URL parsing for the hard cases

Sun Jul 22 22:14:10 EDT 2007

memracom at yahoo.com wrote:

> Once you eliminate IPv6 addresses, parsing is simple. Is there a
> colon? Then there is a port number. Does the left over have any
> characters not in [0123456789.]? Then it is a name, not an IPv4
> address.
> 
> --Michael Dillon
> 

   You wish.  Hex input of IP addresses is allowed:

	http://0x525eedda

and

	http://0x52.0x5e.0xed.0xda

are both "Python.org".  Or just put

	0x52.0x5e.0xed.0xda

into the address bar of a browser.  All these work in Firefox on Windows and
are recognized as valid IP addresses.

On the other hand,

	0x52.com

is a valid domain name, in use by PairNIC.

But

	http://test.0xda

is handled by Firefox on Windows as a domain name.  It doesn't resolve, but it's
sent to DNS.

So I think the question is whether every term between dots can be parsed as
a decimal or hex number.  If all terms can be parsed as a number, and there are
no more than four of them, it's an IP address.  Otherwise it's a domain name.

There are phishing sites that pull stuff like this, and I'm parsing a long list
of such sites.  So I really do need to get the hard cases right.

Is there any library function that correctly tests for an IP address vs. a
domain name based on syntax, i.e. without looking it up in DNS?

				John Nagle

## Data section
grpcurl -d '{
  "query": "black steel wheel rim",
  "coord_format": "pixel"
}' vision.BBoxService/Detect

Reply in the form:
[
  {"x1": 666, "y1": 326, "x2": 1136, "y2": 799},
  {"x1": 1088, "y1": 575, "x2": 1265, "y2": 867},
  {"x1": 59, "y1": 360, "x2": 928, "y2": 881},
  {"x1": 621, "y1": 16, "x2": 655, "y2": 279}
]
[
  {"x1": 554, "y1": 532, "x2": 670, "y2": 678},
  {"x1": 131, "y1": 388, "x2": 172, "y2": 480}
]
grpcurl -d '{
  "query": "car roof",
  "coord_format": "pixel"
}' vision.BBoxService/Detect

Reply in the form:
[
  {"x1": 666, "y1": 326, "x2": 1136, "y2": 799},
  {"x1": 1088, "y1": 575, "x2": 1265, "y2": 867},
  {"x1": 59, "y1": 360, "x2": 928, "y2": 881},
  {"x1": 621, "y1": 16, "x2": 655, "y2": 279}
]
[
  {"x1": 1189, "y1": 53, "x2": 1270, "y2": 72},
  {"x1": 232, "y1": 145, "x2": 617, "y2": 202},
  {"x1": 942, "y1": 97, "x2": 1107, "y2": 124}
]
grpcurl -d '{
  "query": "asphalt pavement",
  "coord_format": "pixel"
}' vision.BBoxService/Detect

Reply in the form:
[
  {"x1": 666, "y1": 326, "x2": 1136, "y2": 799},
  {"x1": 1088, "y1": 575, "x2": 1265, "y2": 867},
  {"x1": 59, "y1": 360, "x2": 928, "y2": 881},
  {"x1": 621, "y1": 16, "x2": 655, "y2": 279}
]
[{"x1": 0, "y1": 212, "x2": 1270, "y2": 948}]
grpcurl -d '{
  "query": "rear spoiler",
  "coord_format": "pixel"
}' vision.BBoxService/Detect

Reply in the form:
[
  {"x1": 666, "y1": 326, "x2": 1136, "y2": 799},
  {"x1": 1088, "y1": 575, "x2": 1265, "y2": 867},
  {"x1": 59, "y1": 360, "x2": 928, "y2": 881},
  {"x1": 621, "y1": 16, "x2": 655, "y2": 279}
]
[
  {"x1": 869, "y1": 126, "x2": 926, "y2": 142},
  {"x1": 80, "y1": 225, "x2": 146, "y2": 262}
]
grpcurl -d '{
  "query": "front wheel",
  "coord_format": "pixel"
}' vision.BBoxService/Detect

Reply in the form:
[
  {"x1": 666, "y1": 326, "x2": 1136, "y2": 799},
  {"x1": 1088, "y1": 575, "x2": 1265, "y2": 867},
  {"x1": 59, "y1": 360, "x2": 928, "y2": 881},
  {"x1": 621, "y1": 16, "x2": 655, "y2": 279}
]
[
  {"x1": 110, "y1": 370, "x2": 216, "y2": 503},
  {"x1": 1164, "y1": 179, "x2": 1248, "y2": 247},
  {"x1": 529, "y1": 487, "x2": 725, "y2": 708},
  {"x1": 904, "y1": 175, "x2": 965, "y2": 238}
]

## What is asked
(1) Repeat a part of the URL parsing post word for word: begin at the words "is a valid domain" and stop after "it's a domain name.".
(2) In the URL parsing post, who is using the domain name 0x52.com?
The lines after the URL parsing post have nothing to do with what comes next.

## Answers given
(1)
is a valid domain name, in use by PairNIC.

But

	http://test.0xda

is handled by Firefox on Windows as a domain name.  It doesn't resolve, but it's
sent to DNS.

So I think the question is whether every term between dots can be parsed as
a decimal or hex number.  If all terms can be parsed as a number, and there are
no more than four of them, it's an IP address.  Otherwise it's a domain name.

(2) PairNIC